#### Task to carry out
Write out word for word the portion of the Killeshin Church text below that begins at the words containing "Architecture" and stops after "of north elevation)".
Top of Text under study
Monastery information
- Other names: Killushin, Glenn Ussen, Glenn Uissen, Glenn Uisen
- Order: Celtic Christianity
- Established: AD 545
- Diocese: Leighlin

People
- Founder: Saint Diarmait mac Siabairr
- Important associated figures: Saint Comgán

Architecture
- Status: Inactive
- Heritage designation: National Monument
- Style: Irish monastic, Romanesque

Site
- Location: Killeshin, County Laois
- Coordinates: 52°50′51″N 7°00′05″W﻿ / ﻿52.84738°N 7.00151°W
- Visible remains: Part of church (west and east gables; part of north elevation)
- Public access: yes

= Killeshin Church =

12th century church in Laois, Ireland

Killeshin Church is a 12th-century Romanesque church and National Monument located in County Laois, Ireland.

==Location==
Killeshin Church is located near Killeshin village, on the south bank of the Fushoge River (a tributary of the Barrow), about 5 km (3 mi) west of Carlow town. A ringfort, known as Killeshin moat, stands to the southeast.

==History==
A monastery was founded on the site c. AD 545 by Diarmait mac Siabairr, a member of the local Uí Bairrche ruling family.

The monastery was plundered by Diarmait mac Máel na mBó in 1041; the dairthech (oak prayer house) was demolished, a hundred people taken away as slaves and 700 cattle also seized. This attack was a retaliation against the burning of Ferns by Murchadh mac Dunlaing and the murder of Domnall Remar (Donal the Fat, Diarmait's brother). Killeshin was burned again in 1077, along with its yew trees.

None of this original monastery survives; a round tower once stood there but was torn down by the landowner in 1704.

==The buildings==
The church, built in the 12th century AD (probably in 1150–60), is built of rubble masonry with dressed quoins and is particularly noted for its Romanesque archway, zoomorphic carvings and Scandinavian-influenced knotwork. There is also a granite font.

An inscription near the door reads ORAIT DO DIARMAIT RI LAGEN, Middle Irish for "a prayer for Diarmait, king of Leinster", referring to Diarmait Mac Murchada (r. 1126–71).
Bottom of Text under study
Top of Data under study
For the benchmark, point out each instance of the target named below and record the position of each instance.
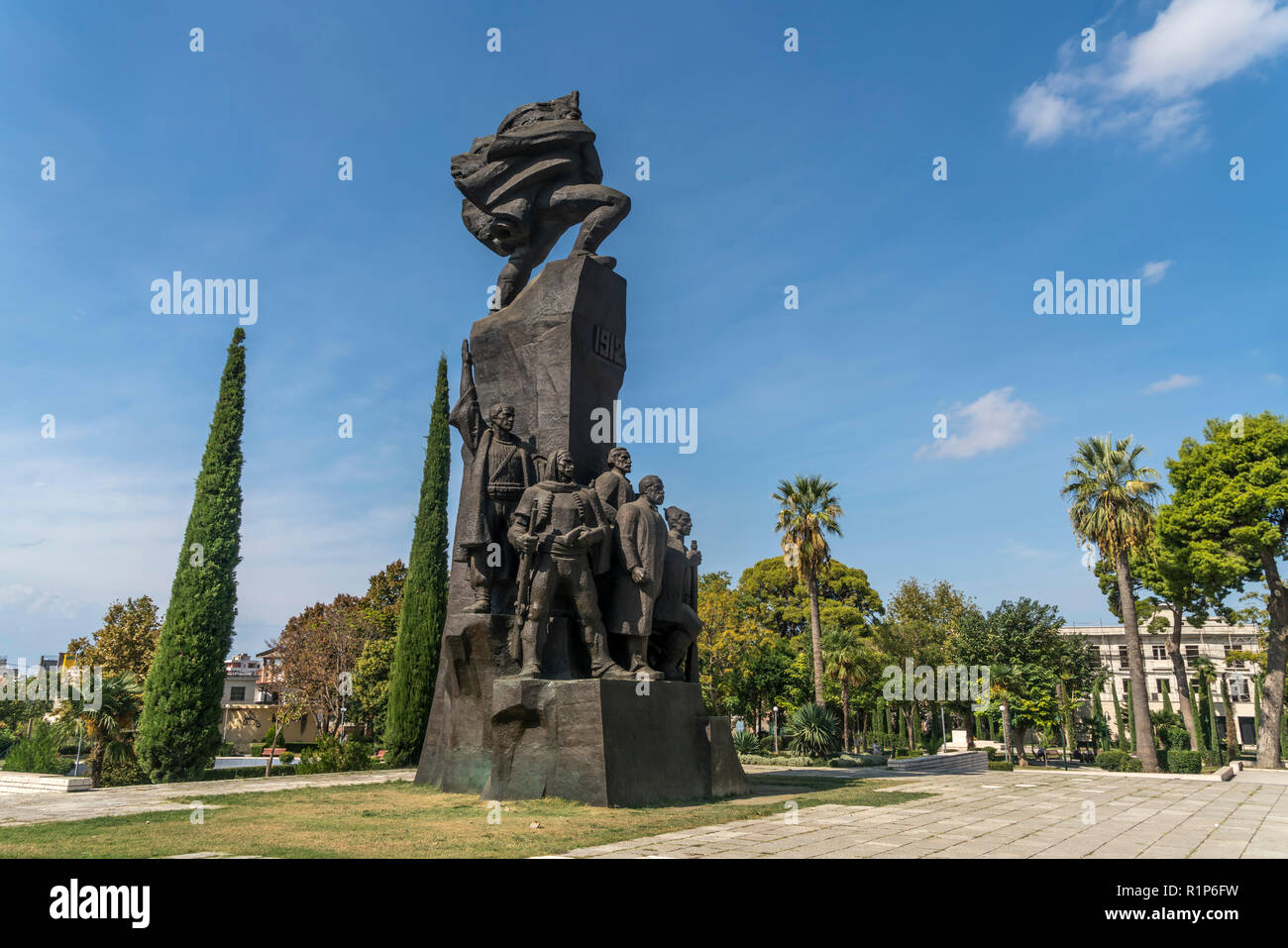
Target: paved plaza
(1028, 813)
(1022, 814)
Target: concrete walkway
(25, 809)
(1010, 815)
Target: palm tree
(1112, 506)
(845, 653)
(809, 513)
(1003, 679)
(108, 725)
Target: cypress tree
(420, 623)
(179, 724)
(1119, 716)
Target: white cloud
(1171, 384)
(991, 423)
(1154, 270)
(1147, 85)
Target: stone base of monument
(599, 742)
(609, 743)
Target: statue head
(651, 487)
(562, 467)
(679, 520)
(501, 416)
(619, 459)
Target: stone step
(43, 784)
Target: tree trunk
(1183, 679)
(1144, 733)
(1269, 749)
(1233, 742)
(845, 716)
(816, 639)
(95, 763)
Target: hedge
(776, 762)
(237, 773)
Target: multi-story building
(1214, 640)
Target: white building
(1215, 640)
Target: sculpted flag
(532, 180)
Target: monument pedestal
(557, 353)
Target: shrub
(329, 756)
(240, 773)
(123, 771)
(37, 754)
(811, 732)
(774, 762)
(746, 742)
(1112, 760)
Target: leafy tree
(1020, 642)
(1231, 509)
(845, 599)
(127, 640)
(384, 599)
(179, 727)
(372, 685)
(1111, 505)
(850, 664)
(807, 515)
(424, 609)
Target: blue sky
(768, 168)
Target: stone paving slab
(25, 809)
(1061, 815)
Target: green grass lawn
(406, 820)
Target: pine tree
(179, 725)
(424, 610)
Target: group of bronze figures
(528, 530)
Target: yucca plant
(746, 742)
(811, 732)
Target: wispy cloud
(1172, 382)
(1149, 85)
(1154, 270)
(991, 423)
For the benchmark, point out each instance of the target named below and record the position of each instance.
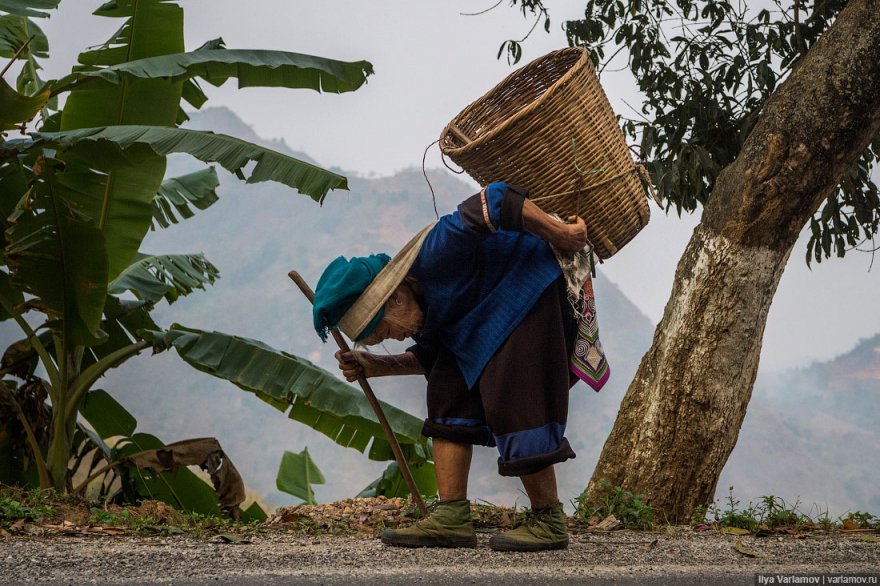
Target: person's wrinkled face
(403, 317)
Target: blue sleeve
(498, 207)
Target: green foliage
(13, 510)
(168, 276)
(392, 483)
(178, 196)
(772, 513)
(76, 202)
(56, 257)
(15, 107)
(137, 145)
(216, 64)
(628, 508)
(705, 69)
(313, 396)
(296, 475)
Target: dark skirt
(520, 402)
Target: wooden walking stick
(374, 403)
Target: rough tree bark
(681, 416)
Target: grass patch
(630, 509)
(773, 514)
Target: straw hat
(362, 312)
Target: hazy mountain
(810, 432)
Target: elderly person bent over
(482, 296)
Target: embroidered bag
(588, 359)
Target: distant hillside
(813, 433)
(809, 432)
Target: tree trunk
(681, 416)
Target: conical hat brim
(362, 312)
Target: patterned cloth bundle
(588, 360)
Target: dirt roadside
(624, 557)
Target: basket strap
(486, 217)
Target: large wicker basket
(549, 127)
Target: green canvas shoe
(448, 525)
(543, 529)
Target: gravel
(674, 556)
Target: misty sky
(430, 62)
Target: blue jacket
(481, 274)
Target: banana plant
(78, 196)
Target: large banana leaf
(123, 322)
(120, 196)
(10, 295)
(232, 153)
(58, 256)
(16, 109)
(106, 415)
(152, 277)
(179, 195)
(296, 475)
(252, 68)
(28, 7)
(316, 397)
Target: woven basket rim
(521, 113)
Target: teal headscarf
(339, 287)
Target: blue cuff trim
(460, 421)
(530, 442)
Bottom of Data under study
Top of Data under study
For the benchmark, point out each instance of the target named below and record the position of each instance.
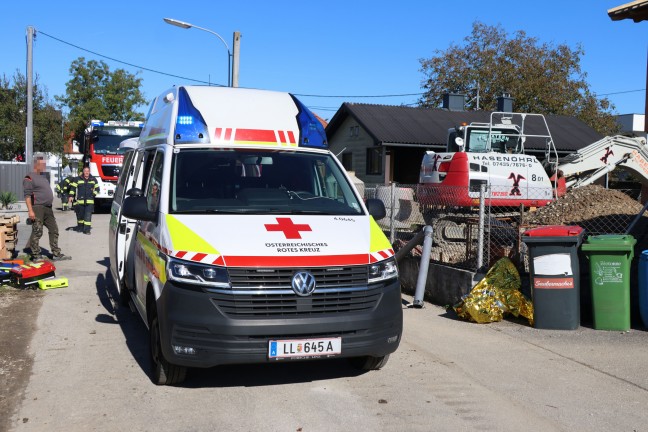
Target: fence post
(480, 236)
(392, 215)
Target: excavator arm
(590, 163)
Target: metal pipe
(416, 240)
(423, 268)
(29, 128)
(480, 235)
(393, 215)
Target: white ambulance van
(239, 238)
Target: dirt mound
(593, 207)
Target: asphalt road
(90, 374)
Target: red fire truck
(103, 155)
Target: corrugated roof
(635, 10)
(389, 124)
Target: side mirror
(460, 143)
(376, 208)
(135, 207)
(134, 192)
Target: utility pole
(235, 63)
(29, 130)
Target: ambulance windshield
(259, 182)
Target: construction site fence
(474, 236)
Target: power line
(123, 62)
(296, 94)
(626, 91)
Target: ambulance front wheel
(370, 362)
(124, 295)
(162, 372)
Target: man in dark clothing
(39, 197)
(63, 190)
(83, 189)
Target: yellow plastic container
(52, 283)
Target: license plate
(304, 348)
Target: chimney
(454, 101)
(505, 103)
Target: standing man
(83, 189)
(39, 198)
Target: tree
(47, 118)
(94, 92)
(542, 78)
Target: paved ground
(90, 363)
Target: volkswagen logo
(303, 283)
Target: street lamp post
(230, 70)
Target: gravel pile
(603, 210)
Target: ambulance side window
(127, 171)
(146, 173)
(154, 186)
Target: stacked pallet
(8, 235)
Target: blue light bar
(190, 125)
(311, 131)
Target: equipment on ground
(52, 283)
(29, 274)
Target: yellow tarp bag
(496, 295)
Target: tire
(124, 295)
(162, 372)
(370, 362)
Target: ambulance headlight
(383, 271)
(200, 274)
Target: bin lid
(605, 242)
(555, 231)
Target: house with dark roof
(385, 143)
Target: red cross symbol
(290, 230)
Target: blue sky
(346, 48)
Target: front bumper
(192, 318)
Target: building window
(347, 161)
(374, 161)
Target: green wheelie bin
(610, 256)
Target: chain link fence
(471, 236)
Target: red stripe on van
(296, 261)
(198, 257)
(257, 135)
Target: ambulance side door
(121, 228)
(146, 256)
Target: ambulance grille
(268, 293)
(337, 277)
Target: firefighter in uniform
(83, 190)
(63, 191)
Bottom of Data under study
#### Solution to this exercise
Architecture
- Status: Inactive
- Heritage designation: National Monument
- Style: Irish monastic, Romanesque

Site
- Location: Killeshin, County Laois
- Coordinates: 52°50′51″N 7°00′05″W﻿ / ﻿52.84738°N 7.00151°W
- Visible remains: Part of church (west and east gables; part of north elevation)